### What to work on
1. Rewrite the custom-nodes guide between "A node that" and "output, 1, node_config)", inclusive, using "standardizes" in place of "normalizes".
2. Write the next part of the guide on creating custom ScrapeGraphAI nodes, picking up right after its last line.

++++ Source document

Creating Custom Nodes

Overview

Custom nodes allow you to extend ScrapeGraphAI with specialized functionality tailored to your scraping needs. All nodes inherit from the BaseNode abstract base class.

BaseNode Architecture

The BaseNode class provides the foundation for all nodes in ScrapeGraphAI:

~/workspace/source/scrapegraphai/nodes/base_node.py

from abc import ABC, abstractmethod
from typing import List, Optional

class BaseNode(ABC):
    def __init__(
        self,
        node_name: str,
        node_type: str,
        input: str,
        output: List[str],
        min_input_len: int = 1,
        node_config: Optional[dict] = None,
    ):
        self.node_name = node_name
        self.input = input
        self.output = output
        self.min_input_len = min_input_len
        self.node_config = node_config
        self.logger = get_logger()

        if node_type not in ["node", "conditional_node"]:
            raise ValueError(
                f"node_type must be 'node' or 'conditional_node', got '{node_type}'"
            )
        self.node_type = node_type

    @abstractmethod
    def execute(self, state: dict) -> dict:
        """Execute the node's logic and return updated state."""
        pass

Key Attributes

node_name: Unique identifier for the node
node_type: Either "node" or "conditional_node"
input: Boolean expression defining required state keys
output: List of state keys this node will update
min_input_len: Minimum number of input keys required
node_config: Dictionary of additional configuration

Creating a Simple Node

Here’s how to create a basic custom node:

Import Required Classes

from typing import List, Optional
from scrapegraphai.nodes import BaseNode

Define Your Node Class

class CustomTextCleanerNode(BaseNode):
    """
    A node that cleans and normalizes text content.
    """

    def __init__(
        self,
        input: str,
        output: List[str],
        node_config: Optional[dict] = None,
        node_name: str = "CustomTextCleaner",
    ):
        super().__init__(node_name, "node", input, output, 1, node_config)

        # Custom configuration
        self.remove_html = (
            True if node_config is None
            else node_config.get("remove_html", True)
        )
        self.lowercase = (
            False if node_config is None
            else node_config.get("lowercase", False)
        )
        self.verbose = (
            False if node_config is None
            else node_config.get("verbose", False)
        )

++++++++
++++ Data listing

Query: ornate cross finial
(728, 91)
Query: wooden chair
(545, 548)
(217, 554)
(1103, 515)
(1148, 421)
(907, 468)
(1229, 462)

++++++++

### Outputs for the tasks
1.
A node that cleans and standardizes text content.
    """

    def __init__(
        self,
        input: str,
        output: List[str],
        node_config: Optional[dict] = None,
        node_name: str = "CustomTextCleaner",
    ):
        super().__init__(node_name, "node", input, output, 1, node_config)

2.
Implement the execute() Method

    def execute(self, state: dict) -> dict:
        """
        Executes the text cleaning logic.

        Args:
            state: Current graph state

        Returns:
            Updated state with cleaned text
        """
        self.logger.info(f"--- Executing {self.node_name} Node ---")

        # Get input keys from state
        input_keys = self.get_input_keys(state)
        input_data = [state[key] for key in input_keys]

        text = input_data[0]

        # Clean the text
        if self.remove_html:
            import re
            text = re.sub(r'<[^>]+>', '', text)

        if self.lowercase:
            text = text.lower()

        # Remove extra whitespace
        text = ' '.join(text.split())

        if self.verbose:
            self.logger.info(f"Cleaned text length: {len(text)} characters")

        # Update state with output
        state.update({self.output[0]: text})
        return state

Using Your Custom Node

from scrapegraphai.graphs import BaseGraph
from scrapegraphai.nodes import FetchNode

# Create custom node instance
cleaner_node = CustomTextCleanerNode(
    input="doc",
    output=["cleaned_text"],
    node_config={
        "remove_html": True,
        "lowercase": True,
        "verbose": True,
    },
)

# Use in graph
graph = BaseGraph(
    nodes=[fetch_node, cleaner_node],
    edges=[(fetch_node, cleaner_node)],
    entry_point=fetch_node,
)

Advanced Example: Conditional Node

Conditional nodes determine the next node based on logic:

class ContentTypeRouter(BaseNode):
    """
    Routes execution based on content type detection.
    """

    def __init__(
        self,
        input: str,
        output: List[str],
        node_config: Optional[dict] = None,
        node_name: str = "ContentRouter",
    ):
        super().__init__(node_name, "conditional_node", input, output, 1, node_config)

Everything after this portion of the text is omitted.